*Work request*. Lines before the one containing "Please mark the keypad" are left out; return that line and every line after it exactly, through the end of the data below.

---------- Stored data ----------

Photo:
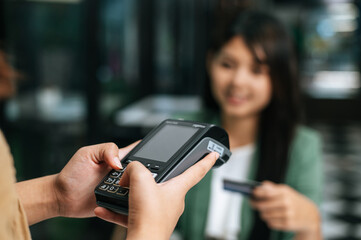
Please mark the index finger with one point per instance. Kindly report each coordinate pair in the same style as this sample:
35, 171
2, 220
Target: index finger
194, 174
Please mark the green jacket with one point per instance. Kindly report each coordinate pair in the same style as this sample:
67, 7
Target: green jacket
304, 174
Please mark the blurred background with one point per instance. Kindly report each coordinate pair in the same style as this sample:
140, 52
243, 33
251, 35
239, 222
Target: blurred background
109, 70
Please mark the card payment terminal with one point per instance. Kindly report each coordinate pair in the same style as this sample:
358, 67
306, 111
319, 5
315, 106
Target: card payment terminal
167, 151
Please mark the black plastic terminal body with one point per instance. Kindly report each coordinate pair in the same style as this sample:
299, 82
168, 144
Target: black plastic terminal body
111, 196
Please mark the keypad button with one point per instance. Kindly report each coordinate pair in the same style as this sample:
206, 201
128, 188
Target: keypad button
110, 180
115, 174
122, 191
103, 187
113, 189
117, 182
155, 167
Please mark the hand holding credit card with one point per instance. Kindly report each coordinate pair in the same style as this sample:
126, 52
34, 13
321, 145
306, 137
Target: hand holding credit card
244, 187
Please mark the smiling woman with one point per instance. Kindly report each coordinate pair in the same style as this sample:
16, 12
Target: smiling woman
253, 92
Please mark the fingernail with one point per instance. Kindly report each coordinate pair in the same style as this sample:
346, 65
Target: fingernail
117, 162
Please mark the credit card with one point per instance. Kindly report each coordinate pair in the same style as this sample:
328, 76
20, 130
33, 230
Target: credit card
243, 187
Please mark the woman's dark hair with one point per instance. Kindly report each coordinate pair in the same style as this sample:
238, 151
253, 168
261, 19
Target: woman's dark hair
280, 117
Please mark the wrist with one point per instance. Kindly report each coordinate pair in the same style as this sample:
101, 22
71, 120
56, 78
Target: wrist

----------

*Result of this exercise*.
Please mark the keypad button with one point per instance. Kindly report each coordinate pair in the same style as this sample:
206, 201
128, 188
Target: keypad button
110, 180
115, 174
122, 191
103, 187
113, 189
117, 182
155, 167
Please mark the hand holding credit card with one point per instance. Kindly report each coordinate pair in the same style as this sample:
126, 52
34, 13
321, 145
306, 137
Target: hand holding credit card
244, 187
Please mark the smiling woman with one point per instance. Kindly report each coordinate pair in the same style as this sample:
16, 12
Target: smiling woman
253, 92
Please mark the fingernail with one point per instance. Kindly report each coordinate pair in the same style as this sample:
346, 65
Target: fingernail
117, 162
Please mark the credit card with one point per instance. Kindly report each coordinate pair in the same style as this sample:
328, 76
20, 130
33, 230
Target: credit card
243, 187
Please mark the woman's dark hair with one point per instance. Kindly report each coordinate pair in the same style as this sample:
238, 151
253, 168
261, 19
Target: woman's dark hair
280, 117
Please mark the wrist with one point per instance. Kindly report each coordinate pair in the same style as this sample:
101, 22
71, 120
56, 78
Target: wrist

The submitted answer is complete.